Exercise materials
──────

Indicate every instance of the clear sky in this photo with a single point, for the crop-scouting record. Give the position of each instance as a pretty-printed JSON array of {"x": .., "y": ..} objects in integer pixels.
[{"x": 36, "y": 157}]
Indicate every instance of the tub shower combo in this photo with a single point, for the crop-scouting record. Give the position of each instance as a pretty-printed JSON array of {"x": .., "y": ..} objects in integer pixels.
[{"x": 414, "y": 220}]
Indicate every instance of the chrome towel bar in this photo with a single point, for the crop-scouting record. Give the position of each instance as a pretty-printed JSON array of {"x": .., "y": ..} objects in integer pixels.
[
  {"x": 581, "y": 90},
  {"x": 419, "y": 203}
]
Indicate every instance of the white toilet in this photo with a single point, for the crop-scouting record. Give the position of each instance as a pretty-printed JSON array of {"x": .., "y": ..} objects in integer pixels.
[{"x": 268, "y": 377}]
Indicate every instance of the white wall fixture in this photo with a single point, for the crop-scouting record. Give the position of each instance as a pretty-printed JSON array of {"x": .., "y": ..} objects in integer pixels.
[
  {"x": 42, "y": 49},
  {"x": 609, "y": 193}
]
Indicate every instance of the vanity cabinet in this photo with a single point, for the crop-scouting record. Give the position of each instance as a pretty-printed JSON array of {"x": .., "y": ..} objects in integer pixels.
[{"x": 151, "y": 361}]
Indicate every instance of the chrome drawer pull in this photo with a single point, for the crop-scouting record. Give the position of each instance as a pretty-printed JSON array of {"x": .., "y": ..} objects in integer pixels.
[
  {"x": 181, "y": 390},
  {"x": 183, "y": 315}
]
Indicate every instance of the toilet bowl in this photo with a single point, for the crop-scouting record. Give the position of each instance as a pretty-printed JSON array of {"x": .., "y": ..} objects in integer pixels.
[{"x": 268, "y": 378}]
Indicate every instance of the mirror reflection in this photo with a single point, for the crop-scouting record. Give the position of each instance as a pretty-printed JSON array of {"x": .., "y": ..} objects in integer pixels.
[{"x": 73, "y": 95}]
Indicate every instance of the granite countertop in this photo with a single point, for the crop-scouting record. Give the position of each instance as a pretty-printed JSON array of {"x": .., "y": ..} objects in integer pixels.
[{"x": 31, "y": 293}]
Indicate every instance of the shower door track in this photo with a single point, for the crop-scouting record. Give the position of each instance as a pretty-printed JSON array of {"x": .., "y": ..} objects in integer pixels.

──────

What you are asked to do
Retype the listing above word for word, keeping every line in its original order.

Finished answer
Indicate every instance of the clear sky in this photo with a single point, for the crop-scouting record. Give the position of each instance as a pretty-printed JSON array of {"x": .., "y": ..} objects in integer pixels.
[{"x": 36, "y": 157}]
Indicate every instance of the tub shower combo in this photo with a single point, for the crop-scouting record. Give the position of each instance as a pretty-printed JSON array of {"x": .., "y": ..} objects in integer pixels.
[{"x": 414, "y": 220}]
Indicate every instance of the chrome towel bar in this photo with a single point, for the crop-scouting record. Give the position of each instance as a pretty-printed JSON array of {"x": .., "y": ..} objects in integer pixels.
[
  {"x": 581, "y": 90},
  {"x": 419, "y": 203}
]
Indicate every instance of the white toilet in this photo with a single point, for the crop-scouting record. Give the position of each instance as a pretty-printed JSON array of {"x": .., "y": ..} objects in integer pixels.
[{"x": 268, "y": 377}]
Indicate every instance of the white wall fixture in this photo with a single point, for the crop-scouting record. Give the position of each instance as a pretty-printed JSON array of {"x": .., "y": ..} objects in integer pixels.
[
  {"x": 42, "y": 49},
  {"x": 609, "y": 193}
]
Indicate every instance of the vanity cabinet in this photo with a single point, for the crop-scouting record. Give the position of each instance as a pretty-printed JSON array of {"x": .., "y": ..} objects in integer pixels.
[{"x": 151, "y": 361}]
Indicate every instance of the chrome drawer pull in this photo with a single point, for the crop-scouting record. Give the position of each instance as a pretty-printed JSON array of {"x": .., "y": ..} objects in integer pixels.
[
  {"x": 181, "y": 390},
  {"x": 183, "y": 315}
]
Indicate every instance of the toilet bowl in this photo with a single point, for the crop-scouting record. Give the position of each instance as a pretty-printed JSON array of {"x": .., "y": ..} objects in integer pixels.
[{"x": 268, "y": 378}]
Indicate every instance of the mirror reflection in this photo with a single point, for the crop-scouting record. Give the position of each instance as a pretty-printed JSON array of {"x": .., "y": ..} objects in integer pixels.
[{"x": 73, "y": 95}]
Indicate every instance of the granite countertop in this photo with a single point, for the crop-scouting record. Give the position of each instance as a pretty-printed JSON array of {"x": .., "y": ..} objects in integer pixels.
[{"x": 31, "y": 293}]
Indicate every instance of the shower door track in this photo with a single point, for the crop-scouting record. Give the position of each instance as a pretty-printed JSON array of {"x": .., "y": ..} objects in integer pixels.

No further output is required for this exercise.